_The problem:_ Please select and copy every line of the listing below that contains the word "table". Case counts.

_Raw records:_
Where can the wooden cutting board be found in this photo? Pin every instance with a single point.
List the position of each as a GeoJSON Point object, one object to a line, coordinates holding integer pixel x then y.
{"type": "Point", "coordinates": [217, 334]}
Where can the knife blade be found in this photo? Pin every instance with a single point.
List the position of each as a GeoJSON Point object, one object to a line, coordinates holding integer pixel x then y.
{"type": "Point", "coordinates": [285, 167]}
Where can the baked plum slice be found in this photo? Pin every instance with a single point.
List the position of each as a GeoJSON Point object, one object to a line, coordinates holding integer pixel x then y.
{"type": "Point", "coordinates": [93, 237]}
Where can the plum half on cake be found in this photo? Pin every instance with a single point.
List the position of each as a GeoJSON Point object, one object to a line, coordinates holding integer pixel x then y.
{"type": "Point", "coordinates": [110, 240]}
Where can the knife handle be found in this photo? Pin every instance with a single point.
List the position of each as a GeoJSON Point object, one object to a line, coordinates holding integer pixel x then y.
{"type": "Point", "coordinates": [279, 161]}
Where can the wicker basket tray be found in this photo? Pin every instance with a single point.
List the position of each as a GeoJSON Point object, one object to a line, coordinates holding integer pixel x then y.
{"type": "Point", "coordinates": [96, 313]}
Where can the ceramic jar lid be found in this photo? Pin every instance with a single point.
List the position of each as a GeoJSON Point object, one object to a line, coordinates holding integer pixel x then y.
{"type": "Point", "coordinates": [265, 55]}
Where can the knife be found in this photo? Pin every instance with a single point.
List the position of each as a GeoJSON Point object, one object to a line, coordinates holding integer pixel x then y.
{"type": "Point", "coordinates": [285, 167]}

* * *

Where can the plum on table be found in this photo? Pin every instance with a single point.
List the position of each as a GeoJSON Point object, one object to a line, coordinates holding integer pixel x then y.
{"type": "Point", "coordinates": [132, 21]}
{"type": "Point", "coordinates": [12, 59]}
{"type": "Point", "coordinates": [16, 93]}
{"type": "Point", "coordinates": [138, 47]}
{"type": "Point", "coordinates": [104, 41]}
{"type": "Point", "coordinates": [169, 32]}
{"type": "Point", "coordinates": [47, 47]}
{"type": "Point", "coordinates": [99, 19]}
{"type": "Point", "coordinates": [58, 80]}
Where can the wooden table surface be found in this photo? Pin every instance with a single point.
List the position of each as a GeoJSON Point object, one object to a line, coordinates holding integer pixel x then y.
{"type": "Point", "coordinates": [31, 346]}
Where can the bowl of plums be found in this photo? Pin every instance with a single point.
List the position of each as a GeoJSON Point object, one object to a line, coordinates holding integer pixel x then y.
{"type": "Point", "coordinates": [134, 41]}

==

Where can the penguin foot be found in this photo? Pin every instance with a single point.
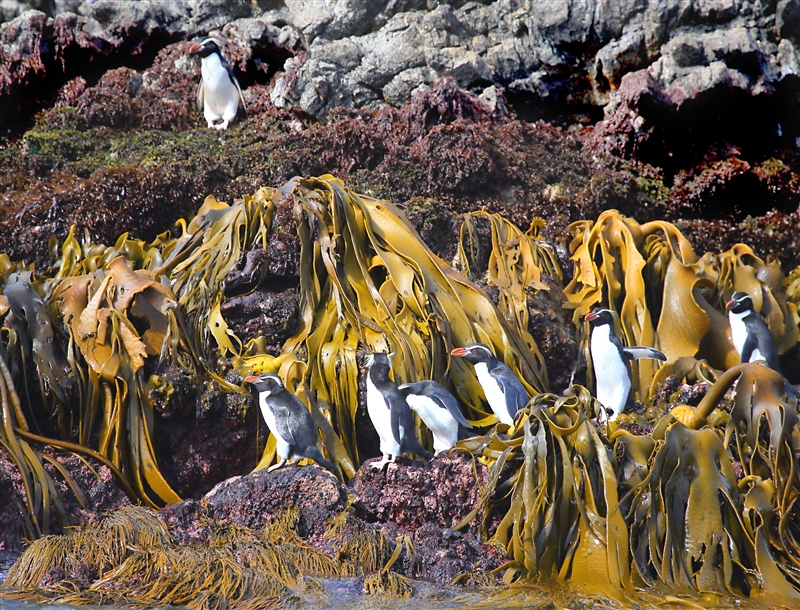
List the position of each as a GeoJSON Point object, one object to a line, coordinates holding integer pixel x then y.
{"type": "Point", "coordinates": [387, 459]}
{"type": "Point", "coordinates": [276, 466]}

_Solution for this problem:_
Where can the plum on table be found in this photo? Pin every instance with a single point.
Where can the wooden table surface be found in this photo? Pin every instance with a single point.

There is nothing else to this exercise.